§ **EXERCISE DESCRIPTION**:
Pictures do not belong in the copy, so please give every entry below again exactly.

§ **RECORDS SUPPLIED**:
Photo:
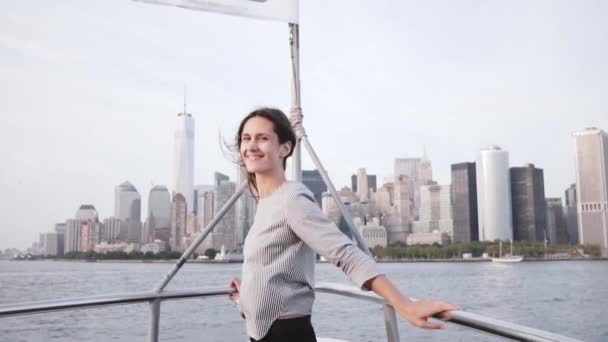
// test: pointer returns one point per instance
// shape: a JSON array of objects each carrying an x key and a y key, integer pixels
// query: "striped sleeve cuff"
[{"x": 364, "y": 268}]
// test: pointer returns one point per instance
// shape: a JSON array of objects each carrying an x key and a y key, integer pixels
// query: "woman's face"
[{"x": 260, "y": 148}]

§ **WRITTEN SOLUTION**:
Photo:
// test: pointer returns one point per instance
// shape: a JSON array of objects each carrying an x key and a y key, integer pixels
// query: "striped sleeve cuff"
[{"x": 364, "y": 268}]
// test: pointer returns one point per instance
// shape: a JSON array of objects each carrying an x key and a y key, integer pixels
// query: "woman's face"
[{"x": 260, "y": 148}]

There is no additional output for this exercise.